== Information given ==
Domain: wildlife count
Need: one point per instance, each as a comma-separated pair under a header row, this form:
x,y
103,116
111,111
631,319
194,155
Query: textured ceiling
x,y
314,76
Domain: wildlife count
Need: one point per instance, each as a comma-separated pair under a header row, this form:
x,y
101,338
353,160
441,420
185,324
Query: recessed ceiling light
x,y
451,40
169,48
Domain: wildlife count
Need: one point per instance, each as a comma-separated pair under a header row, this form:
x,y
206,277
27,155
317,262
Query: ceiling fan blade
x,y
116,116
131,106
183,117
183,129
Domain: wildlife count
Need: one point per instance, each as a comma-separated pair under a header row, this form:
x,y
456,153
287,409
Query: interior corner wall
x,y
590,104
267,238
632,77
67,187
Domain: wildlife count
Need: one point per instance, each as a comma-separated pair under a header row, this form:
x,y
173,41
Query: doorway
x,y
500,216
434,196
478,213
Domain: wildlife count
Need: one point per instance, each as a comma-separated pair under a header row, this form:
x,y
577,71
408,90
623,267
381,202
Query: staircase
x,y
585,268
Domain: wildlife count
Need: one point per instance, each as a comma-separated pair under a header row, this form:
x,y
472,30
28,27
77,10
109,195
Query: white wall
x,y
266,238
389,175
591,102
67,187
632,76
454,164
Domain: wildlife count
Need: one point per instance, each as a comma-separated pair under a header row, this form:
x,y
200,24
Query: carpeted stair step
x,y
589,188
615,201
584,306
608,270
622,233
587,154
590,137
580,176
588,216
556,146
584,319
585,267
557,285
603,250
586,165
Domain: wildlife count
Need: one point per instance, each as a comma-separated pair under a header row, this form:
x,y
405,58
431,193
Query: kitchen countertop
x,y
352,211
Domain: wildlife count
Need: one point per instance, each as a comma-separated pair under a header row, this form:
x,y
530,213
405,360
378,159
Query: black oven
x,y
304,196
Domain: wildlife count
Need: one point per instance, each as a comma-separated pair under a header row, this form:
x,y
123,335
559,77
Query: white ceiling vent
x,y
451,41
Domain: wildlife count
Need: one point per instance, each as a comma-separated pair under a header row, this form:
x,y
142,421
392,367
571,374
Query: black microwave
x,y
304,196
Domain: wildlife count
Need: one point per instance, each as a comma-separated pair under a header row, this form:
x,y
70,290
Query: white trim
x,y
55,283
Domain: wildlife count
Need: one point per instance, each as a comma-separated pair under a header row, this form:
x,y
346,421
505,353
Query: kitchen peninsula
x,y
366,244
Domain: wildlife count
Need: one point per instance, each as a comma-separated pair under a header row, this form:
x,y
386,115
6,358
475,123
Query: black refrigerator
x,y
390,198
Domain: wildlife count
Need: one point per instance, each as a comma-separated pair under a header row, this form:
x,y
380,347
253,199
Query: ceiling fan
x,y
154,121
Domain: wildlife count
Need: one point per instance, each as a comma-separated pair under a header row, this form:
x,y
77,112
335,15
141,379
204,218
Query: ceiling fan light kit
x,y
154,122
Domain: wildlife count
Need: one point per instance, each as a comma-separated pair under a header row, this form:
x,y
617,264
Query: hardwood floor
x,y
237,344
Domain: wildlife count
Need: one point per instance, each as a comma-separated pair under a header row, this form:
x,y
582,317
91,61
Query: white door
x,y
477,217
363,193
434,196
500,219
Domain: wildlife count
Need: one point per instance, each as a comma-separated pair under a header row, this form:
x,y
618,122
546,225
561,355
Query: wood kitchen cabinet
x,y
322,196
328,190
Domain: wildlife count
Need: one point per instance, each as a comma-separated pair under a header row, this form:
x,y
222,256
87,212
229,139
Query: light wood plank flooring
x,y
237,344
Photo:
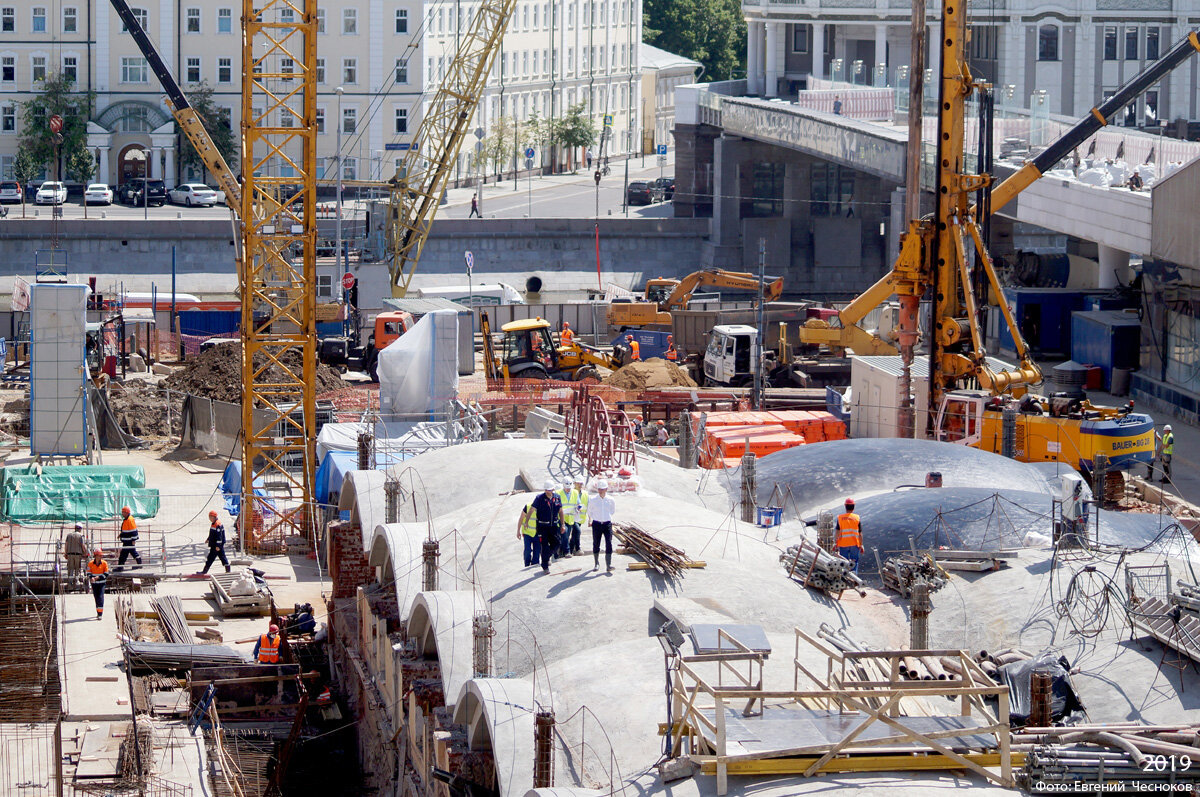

== What this task involves ==
Reproduce all of the material above word for word. Omit the pictures.

== Solution to the exercise ==
Domain: wildlife count
Need: one point per instance, each as a comma-separated pair under a header row, this form:
x,y
103,116
111,111
631,319
194,155
Query: textured ceiling
x,y
314,76
Domain: wildlife count
Need: one point per instance, each as a comma-separated pair under a header row, this form:
x,y
101,338
353,160
441,420
185,324
Query: recessed ceiling light
x,y
451,40
169,48
Domain: wildlife count
Need: one point per instance, each as a comma-separated pair under a header row, this form:
x,y
206,277
27,155
317,262
Query: ceiling fan blade
x,y
116,116
131,106
183,117
183,129
Domain: wildlife count
Need: one point per instance, each as a comma-separated pair under a header row, this form:
x,y
456,153
287,409
Query: interior corner wall
x,y
590,104
267,238
632,77
67,187
Domain: wildlife count
Need: one point per instance, each as a comma-separated pair under a header row, this form:
x,y
173,41
Query: doorway
x,y
500,216
434,196
478,213
Domain: wildlife count
Need: one point per instance, each as a comma-separated pair under a header row, this form:
x,y
577,71
408,90
623,267
381,202
Query: staircase
x,y
585,268
Domain: wildlife count
Need: one point per instance, each as a comma-separated pair under a header row, this form:
x,y
472,30
28,27
77,10
109,195
Query: white wall
x,y
266,238
389,175
591,102
67,187
632,76
454,164
Domain: wildlife count
Need: one point per instance, each as a comma-separated pair under a header row, this form:
x,y
200,24
Query: carpeted stair step
x,y
589,188
615,201
584,306
608,270
622,233
587,154
590,137
580,176
588,216
556,146
584,319
585,267
557,285
603,250
586,165
Domain: wildlife count
Need: one point per instance, each as a comma-separated pair under a header row, this form:
x,y
405,58
431,193
Query: kitchen countertop
x,y
352,211
Domain: wildlife count
Need: one point per instance, each as a comma-separated pair under a header row, this form:
x,y
530,213
405,360
378,159
Query: black oven
x,y
304,196
Domain: wildlife count
Need: one point per instance, each as a comma-separated pair under a header row, this form:
x,y
123,335
559,77
Query: white ceiling vent
x,y
451,41
Domain: wildlife count
Need: one point per instance, each as a comma-separated pair under a header row, this form:
x,y
142,421
392,367
571,374
Query: black microwave
x,y
304,196
Domain: wildlife count
Need: one point per instance, each as a comma-separated pair under a header row, this form:
x,y
70,290
Query: white trim
x,y
55,283
Domain: wildlife count
Need: one point per instance, each as a comma-separated pair under a header row, this form:
x,y
346,421
505,353
Query: kitchen peninsula
x,y
366,244
Domain: wildlife count
Need: one point per instance, each as a comma-separated pair under a header row, this form:
x,y
386,115
6,358
475,123
Query: black refrigerator
x,y
390,198
Domain: wildlife count
Need: one point per instance, each as a comma-separated pair under a header row, this form:
x,y
380,347
253,199
Query: ceiling fan
x,y
154,121
Domain: wildlife count
Need: one point per instance, each as a comma-separated pair under a header row, this form:
x,y
77,112
335,15
141,379
204,218
Query: ceiling fan light kit
x,y
154,122
Domain: wildlife count
Need: one point per instance, each as a comma-separated pair under a header row, this form:
x,y
617,264
Query: hardwood floor
x,y
237,344
Domain: wildlife count
Need: one point per instance, each as a comma-separated pair under a header row, this form:
x,y
582,317
91,61
Query: white door
x,y
477,217
363,193
434,196
500,219
Domain: wildlife count
Need: one point per instance, each as a comma-separated pair under a header row, this form:
x,y
618,122
546,225
561,355
Query: wood kitchen cabinet
x,y
322,196
328,190
Domain: wildlife count
Need: one point per instance, each as a comma-separated pair under a header row, this form:
x,y
222,256
87,212
229,139
Query: light wood plank flooring
x,y
237,344
Photo:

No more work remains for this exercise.